- **SOURCE EXTRACT**
The next means of narrowing down your target group is the Status Key [although you may have called it something different such as the 'Progress Key']. Selecting values for this key is exactly the same as for the Relationship Key. Let us suppose that we only want to include prospects who have 'Responded' to a recent mailshot or telesales call. So please use the 'Ins' key to select the value 'Responding' [or whatever term you have used to denote a prospect who has just started to warm to your sales efforts]. Then press the 'End' key to store the selection.
Unlike in the case of assigning values to individual prospects as discussed in the last chapter, the Product/services Key here behaves in exactly the same way as the other keys. In fact, with this key, you will probably include less of the up to 18 possible values when defining a target profile than will actually be assigned to most of your prospects individually. For our working example, let us suppose that we wish to use this seminar to introduce a new product line. So please select key number 5 and then, from the product lines or services which you set up during your study of Chapter 5, select the one of your choice.
Please select the Selector Code key by typing in a '6'. The box which appears on the left is empty this time. It contains no pre-set key values. In the previous chapter, we discussed briefly how you could divide up the 16-character selector code into separate fields of one or more characters where each field represented a factor which you could use as a means of selecting prospects. For example, in the previous chapter, we showed an example which used the third character of the Selector Code to denote the prospect's turnover.

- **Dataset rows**
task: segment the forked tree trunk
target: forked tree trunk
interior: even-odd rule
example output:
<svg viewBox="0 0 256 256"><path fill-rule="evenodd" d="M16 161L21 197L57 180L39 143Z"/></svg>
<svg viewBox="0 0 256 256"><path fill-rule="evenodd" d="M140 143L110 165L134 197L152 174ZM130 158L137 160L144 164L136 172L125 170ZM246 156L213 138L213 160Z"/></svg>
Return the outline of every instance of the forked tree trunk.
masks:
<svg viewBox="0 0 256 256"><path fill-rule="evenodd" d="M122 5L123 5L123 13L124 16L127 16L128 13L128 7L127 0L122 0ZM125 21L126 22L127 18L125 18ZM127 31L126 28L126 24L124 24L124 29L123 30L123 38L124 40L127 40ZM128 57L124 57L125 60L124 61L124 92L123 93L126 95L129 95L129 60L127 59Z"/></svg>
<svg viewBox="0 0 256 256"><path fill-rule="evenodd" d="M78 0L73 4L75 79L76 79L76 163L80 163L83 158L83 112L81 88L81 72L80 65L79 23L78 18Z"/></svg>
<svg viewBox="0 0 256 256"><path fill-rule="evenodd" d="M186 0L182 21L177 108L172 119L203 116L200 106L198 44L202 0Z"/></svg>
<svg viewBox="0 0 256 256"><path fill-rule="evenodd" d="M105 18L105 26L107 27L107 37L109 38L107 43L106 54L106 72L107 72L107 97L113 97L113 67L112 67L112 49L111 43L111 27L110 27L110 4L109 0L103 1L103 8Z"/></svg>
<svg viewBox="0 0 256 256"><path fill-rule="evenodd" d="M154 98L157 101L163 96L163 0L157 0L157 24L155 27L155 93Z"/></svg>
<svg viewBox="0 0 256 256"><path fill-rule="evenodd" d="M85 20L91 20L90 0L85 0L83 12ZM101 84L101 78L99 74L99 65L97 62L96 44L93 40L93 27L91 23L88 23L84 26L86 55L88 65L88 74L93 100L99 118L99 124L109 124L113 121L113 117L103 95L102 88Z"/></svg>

- **YOUR TASKS**
• 1. Please condense the paragraph of the manual excerpt beginning "The next means of narrowing down" into a short list of its main facts.
• 2. From the manual excerpt, pull out word for word the passage that opens with the words "Please select the" and closes with "the prospect's turnover.".
Work from the text only, without drawing on the records.

- **OUTPUTS FOR THE TASKS**
• 1.
- The Status Key, which may go by another name such as "Progress Key," is the next way to narrow the target group.
- Its values are selected the same way as for the Relationship Key.
- Example: include only prospects who have responded to a recent mailshot or telesales call.
- Use the "Ins" key to select "Responding," or whatever term denotes a prospect who has begun to warm to your sales efforts.
- Press the "End" key to store the selection.

• 2.
Please select the Selector Code key by typing in a '6'. The box which appears on the left is empty this time. It contains no pre-set key values. In the previous chapter, we discussed briefly how you could divide up the 16-character selector code into separate fields of one or more characters where each field represented a factor which you could use as a means of selecting prospects. For example, in the previous chapter, we showed an example which used the third character of the Selector Code to denote the prospect's turnover.